# SHORT PROBLEM:
Put the lines, starting with the one containing "target: clasped hand" and going on through the last line of the records, into a Markdown table with the columns Row and Line, skipping any blank lines.
━━━━━━━━━━━━━━━━━━━━━━━━━━━━━━
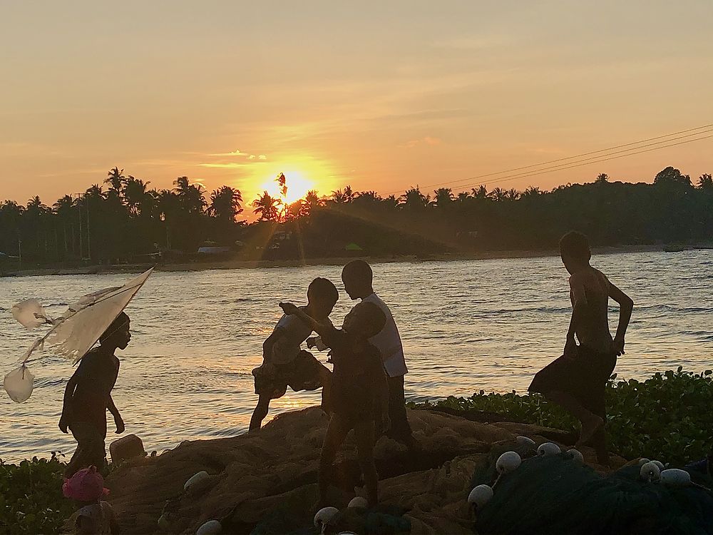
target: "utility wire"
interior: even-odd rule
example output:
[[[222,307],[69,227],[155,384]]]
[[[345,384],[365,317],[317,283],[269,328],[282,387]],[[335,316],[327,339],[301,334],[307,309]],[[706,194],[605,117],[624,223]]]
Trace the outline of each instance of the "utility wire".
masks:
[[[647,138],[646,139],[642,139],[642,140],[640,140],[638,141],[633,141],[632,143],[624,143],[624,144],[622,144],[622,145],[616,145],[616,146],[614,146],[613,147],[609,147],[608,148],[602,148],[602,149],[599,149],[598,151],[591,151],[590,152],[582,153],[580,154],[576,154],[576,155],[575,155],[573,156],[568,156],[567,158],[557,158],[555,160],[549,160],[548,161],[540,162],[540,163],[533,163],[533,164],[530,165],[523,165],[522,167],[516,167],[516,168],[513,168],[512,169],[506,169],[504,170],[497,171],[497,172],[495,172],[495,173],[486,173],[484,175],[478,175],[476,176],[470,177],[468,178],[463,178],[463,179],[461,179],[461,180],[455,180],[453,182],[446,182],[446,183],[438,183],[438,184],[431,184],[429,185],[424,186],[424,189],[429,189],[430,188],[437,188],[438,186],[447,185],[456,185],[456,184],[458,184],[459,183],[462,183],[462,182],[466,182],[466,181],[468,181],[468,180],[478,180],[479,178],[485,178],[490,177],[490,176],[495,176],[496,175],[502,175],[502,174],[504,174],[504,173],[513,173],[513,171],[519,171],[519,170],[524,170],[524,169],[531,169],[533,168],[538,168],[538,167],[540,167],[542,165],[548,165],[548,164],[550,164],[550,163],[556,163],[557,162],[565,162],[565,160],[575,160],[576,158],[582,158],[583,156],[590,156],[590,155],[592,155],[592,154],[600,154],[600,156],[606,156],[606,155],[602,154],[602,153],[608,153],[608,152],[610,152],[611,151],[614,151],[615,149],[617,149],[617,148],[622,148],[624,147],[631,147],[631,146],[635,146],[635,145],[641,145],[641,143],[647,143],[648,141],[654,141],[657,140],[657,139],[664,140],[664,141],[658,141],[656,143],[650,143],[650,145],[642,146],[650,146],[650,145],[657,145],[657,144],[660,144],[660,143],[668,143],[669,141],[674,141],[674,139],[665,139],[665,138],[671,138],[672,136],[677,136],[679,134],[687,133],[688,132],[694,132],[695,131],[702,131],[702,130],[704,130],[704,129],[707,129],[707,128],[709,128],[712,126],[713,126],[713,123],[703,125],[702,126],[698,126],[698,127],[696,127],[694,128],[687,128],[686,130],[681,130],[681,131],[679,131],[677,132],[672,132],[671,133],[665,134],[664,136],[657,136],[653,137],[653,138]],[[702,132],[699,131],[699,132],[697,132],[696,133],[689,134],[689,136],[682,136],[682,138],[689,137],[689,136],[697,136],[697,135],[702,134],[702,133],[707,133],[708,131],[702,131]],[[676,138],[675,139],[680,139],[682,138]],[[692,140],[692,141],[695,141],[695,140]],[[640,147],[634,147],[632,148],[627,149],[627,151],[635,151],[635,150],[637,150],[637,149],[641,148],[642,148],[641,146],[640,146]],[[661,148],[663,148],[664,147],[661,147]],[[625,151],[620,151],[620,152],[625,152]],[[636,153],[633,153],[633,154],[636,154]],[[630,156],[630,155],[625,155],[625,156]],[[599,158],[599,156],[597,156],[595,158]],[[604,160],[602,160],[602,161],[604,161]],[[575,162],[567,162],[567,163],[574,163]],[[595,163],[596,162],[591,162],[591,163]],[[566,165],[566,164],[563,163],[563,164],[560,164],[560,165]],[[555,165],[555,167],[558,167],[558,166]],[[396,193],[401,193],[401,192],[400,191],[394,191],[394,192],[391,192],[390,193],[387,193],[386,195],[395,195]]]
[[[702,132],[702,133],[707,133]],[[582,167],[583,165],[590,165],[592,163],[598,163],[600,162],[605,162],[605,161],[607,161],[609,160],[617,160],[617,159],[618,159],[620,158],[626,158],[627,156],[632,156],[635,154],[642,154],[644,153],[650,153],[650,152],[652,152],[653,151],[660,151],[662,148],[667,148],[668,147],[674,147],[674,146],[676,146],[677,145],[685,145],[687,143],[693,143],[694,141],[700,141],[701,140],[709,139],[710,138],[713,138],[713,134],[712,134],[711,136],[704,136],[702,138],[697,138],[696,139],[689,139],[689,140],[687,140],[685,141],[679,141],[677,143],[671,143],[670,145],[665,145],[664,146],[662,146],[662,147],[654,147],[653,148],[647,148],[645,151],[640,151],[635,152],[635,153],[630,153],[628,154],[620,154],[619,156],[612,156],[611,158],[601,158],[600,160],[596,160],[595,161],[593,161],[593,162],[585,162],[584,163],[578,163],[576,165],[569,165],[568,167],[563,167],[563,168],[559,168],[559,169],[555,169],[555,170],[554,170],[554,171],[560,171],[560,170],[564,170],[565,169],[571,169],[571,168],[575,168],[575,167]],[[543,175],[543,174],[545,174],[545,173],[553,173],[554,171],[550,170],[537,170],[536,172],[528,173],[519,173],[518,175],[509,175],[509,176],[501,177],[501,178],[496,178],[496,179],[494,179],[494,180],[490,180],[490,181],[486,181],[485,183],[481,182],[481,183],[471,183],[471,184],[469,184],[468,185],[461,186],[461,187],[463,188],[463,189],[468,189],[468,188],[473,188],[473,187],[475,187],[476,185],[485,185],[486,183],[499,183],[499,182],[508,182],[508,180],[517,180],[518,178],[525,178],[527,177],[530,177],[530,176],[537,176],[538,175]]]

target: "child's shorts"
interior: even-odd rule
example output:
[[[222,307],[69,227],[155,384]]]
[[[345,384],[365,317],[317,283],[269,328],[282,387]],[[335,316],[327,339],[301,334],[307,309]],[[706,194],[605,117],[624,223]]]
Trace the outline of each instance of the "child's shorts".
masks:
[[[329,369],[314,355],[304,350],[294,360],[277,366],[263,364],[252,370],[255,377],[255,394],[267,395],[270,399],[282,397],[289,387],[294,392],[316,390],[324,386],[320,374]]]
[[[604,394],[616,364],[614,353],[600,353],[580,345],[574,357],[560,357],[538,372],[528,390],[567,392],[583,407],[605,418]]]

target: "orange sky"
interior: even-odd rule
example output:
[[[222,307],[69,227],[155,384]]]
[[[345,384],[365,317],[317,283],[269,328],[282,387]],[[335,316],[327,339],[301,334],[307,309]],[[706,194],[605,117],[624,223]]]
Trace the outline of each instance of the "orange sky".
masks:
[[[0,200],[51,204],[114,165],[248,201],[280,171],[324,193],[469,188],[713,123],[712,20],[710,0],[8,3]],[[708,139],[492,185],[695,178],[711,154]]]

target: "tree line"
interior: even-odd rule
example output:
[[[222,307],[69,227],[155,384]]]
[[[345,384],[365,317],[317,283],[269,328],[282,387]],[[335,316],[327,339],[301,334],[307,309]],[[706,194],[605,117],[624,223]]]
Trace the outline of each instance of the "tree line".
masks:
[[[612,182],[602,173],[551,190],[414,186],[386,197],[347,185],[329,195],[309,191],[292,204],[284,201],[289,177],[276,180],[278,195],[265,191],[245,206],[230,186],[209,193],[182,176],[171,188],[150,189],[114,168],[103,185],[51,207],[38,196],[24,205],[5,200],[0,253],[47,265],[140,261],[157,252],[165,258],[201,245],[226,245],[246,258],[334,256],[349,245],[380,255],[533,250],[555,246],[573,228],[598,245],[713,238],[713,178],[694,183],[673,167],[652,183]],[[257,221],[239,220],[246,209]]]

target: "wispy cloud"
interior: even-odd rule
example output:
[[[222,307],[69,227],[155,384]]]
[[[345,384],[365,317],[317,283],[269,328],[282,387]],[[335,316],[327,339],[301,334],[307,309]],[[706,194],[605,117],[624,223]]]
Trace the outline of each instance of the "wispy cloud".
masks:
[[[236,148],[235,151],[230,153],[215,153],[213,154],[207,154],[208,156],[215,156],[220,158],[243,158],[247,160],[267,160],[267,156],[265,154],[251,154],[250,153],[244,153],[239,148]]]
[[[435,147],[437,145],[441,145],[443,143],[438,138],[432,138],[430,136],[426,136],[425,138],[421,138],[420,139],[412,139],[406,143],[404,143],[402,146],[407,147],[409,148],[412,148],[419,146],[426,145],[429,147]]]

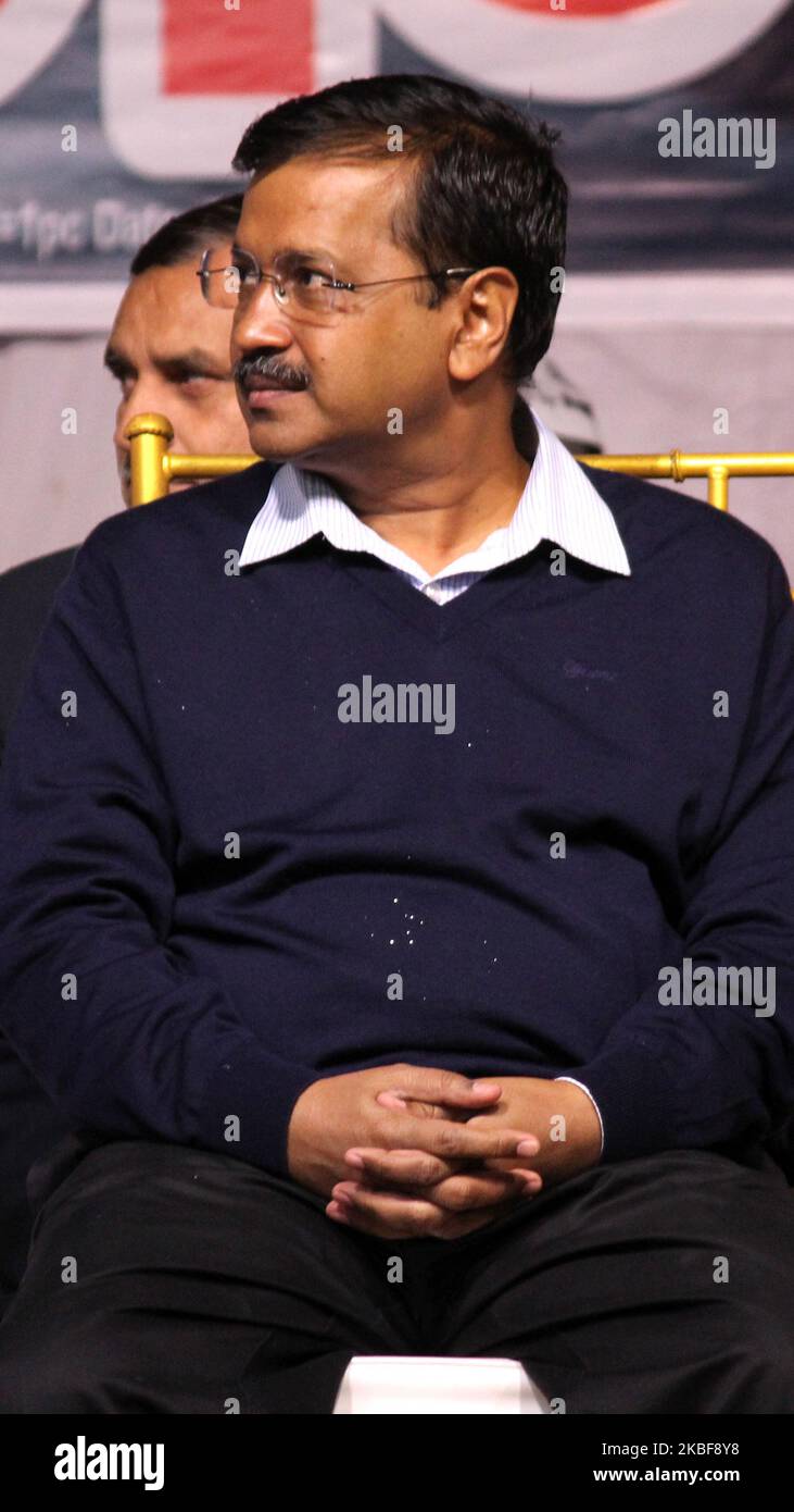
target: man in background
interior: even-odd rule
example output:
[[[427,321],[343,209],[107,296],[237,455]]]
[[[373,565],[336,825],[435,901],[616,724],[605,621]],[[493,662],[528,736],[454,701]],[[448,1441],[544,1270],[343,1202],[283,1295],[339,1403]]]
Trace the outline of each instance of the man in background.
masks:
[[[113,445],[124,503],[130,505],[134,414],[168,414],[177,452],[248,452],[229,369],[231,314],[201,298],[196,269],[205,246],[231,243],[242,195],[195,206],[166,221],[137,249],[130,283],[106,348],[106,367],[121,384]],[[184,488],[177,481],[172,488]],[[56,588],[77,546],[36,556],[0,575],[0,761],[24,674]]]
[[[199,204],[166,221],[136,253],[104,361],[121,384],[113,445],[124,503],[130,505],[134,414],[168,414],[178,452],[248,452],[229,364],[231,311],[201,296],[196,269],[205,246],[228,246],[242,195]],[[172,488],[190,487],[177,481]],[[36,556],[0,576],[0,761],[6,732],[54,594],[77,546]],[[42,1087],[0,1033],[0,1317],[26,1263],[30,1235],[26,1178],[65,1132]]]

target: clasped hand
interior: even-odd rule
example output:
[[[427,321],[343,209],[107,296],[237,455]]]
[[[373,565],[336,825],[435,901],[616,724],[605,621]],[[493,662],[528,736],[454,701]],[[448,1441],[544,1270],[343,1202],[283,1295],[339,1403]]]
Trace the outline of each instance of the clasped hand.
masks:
━━━━━━━━━━━━━━━━━━━━━━━━━━━━━━
# RESULT OF THE EXERCISE:
| Row | Line |
|---|---|
| 1 | target: clasped hand |
| 2 | interior: even-odd rule |
| 3 | example output: |
| 4 | [[[427,321],[343,209],[107,296],[237,455]]] |
| 5 | [[[373,565],[336,825],[435,901],[616,724],[605,621]],[[493,662],[528,736],[454,701]],[[448,1441],[544,1270],[343,1202],[283,1295],[339,1403]]] |
| 6 | Trace the outline of each instance of the clasped hand. |
| 7 | masks: |